LESETEXT:
Eigentlich machen sie nichts. Sie sitzen und fixieren ihren Blick ins Leere. Atmen tun sie noch, aber das war es schon – und trotzdem feiern sie sich. Einige junge Männer haben auf Social Media ihre Berufung gefunden: «Rawdogging», so nennt sich das neue Phänomen, das auf Tiktok, Instagram und Co. gerade im Trend ist, und meint, Alltagssituationen ohne Ablenkungen zu erleben.
Hört sich vielversprechend an und erinnert an Praktiken aus der Achtsamkeit, wo es darum geht, den Moment bewusst wahrzunehmen. Das sagt auch die Holistic Coachin für Führungskräfte Heidi Hauer (43) gegenüber Blick. Sie kennt sich mit gesundheitsfördernden Ritualen aus: «Es ist gut, wenn man sich für bestimmte Aufgaben ein Zeitfenster offen hält und ohne Ablenkung rangeht.»
Wer am längsten nichts tut, gewinnt
«Rawdogging» hat nicht viel mit Achtsamkeit zu tun, wie ein Instagram-Post des Schweizer Influencers und Comedian Adrian Vogt (25) zeigt. Dabei sieht man in einer Zeitrafferaufnahme, wie er während eines 1,5-stündigen Fluges ausdruckslos in die Kamera schaut, ohne sich jemals zu bewegen. Zwar wirkt er fokussiert, aber ziemlich angestrengt.
«Rawdogging» wird vor allem als Challenge verstanden und findet zahlreiche Nachahmer. Allen voran junge Männer messen sich in den sozialen Medien darin, wer es am längsten mit Nichtstun aushalten kann. Darüber ist die Coachin wenig überrascht. Sie hat eine Vermutung: «Junge Männer sind für Herausforderungen, in denen sie sich messen können, recht empfänglich.»
Weg vom Multitasking – hin zur Reizabstinenz
Ein paar Minuten im Alltag komplett abschalten und seinen Gedanken Freiraum gewähren, sei grundsätzlich gut für die Psyche, sagt Hauer: «Das Gehirn kann sich dabei erholen und es gibt Platz für kreative Einfälle.»
Wird das Ganze aber zur Challenge und auf die Spitze getrieben, gehe der Nutzen verloren: «Als Herausforderung ist es sicher amüsant, aber ich sehe keine Vorteile, wenn man nur regungslos rumsitzt», sagt Hauer. Als Alternative dazu empfiehlt sie Meditation.

AUFGABENSTELLUNG:
Schreiben Sie aus dem Text über das Rawdogging die Passage von „Hört sich vielversprechend“ bis einschließlich „aber ziemlich angestrengt.“ wortgetreu ab.

UNTERSUCHTE DATEN:

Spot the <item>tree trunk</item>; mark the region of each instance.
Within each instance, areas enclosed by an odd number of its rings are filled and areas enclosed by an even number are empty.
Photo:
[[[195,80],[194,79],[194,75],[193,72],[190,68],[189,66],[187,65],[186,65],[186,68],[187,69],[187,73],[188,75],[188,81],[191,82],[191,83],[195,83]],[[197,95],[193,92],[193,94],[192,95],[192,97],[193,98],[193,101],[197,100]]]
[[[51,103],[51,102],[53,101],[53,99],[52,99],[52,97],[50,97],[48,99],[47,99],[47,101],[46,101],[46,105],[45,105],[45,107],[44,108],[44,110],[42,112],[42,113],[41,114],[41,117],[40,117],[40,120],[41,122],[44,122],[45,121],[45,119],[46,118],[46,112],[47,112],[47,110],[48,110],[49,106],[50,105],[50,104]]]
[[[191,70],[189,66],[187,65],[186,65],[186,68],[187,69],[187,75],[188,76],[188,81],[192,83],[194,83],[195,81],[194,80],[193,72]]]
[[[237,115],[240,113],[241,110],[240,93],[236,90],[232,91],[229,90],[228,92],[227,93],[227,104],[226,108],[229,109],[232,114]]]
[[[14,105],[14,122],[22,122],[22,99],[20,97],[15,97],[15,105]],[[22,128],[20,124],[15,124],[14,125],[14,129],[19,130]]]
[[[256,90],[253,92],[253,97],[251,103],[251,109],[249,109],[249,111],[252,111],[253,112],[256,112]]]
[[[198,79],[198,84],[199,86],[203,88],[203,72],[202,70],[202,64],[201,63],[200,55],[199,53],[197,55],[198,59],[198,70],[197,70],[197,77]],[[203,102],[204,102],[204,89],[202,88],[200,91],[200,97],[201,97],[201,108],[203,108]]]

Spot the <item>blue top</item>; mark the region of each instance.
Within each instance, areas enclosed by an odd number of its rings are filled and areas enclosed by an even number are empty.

LÖSUNG:
Hört sich vielversprechend an und erinnert an Praktiken aus der Achtsamkeit, wo es darum geht, den Moment bewusst wahrzunehmen. Das sagt auch die Holistic Coachin für Führungskräfte Heidi Hauer (43) gegenüber Blick. Sie kennt sich mit gesundheitsfördernden Ritualen aus: «Es ist gut, wenn man sich für bestimmte Aufgaben ein Zeitfenster offen hält und ohne Ablenkung rangeht.»
Wer am längsten nichts tut, gewinnt
«Rawdogging» hat nicht viel mit Achtsamkeit zu tun, wie ein Instagram-Post des Schweizer Influencers und Comedian Adrian Vogt (25) zeigt. Dabei sieht man in einer Zeitrafferaufnahme, wie er während eines 1,5-stündigen Fluges ausdruckslos in die Kamera schaut, ohne sich jemals zu bewegen. Zwar wirkt er fokussiert, aber ziemlich angestrengt.